__EXERCISE INSTRUCTIONS__: Convert the lines starting at the one containing "photo below, laid" and ending at the one containing "Target: ear" into a Markdown table with the columns No. and Line. Number each line in order and skip any blank lines.

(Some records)
-- begin --

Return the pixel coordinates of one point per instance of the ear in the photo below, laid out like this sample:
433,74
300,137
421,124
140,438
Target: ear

-- end --
-- begin --

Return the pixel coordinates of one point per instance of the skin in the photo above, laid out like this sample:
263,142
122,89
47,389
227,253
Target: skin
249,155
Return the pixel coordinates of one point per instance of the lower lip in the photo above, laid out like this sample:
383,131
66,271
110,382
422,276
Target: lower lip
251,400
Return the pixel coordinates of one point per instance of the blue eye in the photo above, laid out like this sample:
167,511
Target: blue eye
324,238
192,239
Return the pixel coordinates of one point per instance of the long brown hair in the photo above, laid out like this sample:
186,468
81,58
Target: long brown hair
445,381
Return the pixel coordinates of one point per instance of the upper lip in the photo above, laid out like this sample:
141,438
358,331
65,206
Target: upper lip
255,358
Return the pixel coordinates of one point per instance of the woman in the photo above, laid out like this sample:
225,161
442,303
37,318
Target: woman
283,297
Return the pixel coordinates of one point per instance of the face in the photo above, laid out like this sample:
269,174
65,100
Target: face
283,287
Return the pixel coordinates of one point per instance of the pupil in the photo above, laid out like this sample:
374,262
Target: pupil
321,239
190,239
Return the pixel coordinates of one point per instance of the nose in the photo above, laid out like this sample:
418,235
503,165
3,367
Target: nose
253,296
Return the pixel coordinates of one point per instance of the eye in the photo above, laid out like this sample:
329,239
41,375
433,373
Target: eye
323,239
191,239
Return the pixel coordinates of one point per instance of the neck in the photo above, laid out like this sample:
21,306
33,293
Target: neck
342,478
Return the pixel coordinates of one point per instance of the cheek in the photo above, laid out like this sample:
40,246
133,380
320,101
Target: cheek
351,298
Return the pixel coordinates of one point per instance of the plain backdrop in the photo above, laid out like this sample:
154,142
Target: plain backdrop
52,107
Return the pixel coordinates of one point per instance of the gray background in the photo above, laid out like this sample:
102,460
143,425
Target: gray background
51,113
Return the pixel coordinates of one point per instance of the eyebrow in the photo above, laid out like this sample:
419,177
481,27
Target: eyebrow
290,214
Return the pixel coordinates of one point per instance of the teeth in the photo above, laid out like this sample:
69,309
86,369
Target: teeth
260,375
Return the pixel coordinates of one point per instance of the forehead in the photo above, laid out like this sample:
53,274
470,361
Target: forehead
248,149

-- end --

__EXERCISE RESPONSE__:
| No. | Line |
|---|---|
| 1 | Return the pixel coordinates of one point per instance of the ear in the photo below, laid out like this sample: |
| 2 | 433,74 |
| 3 | 300,137 |
| 4 | 421,124 |
| 5 | 140,438 |
| 6 | Target: ear |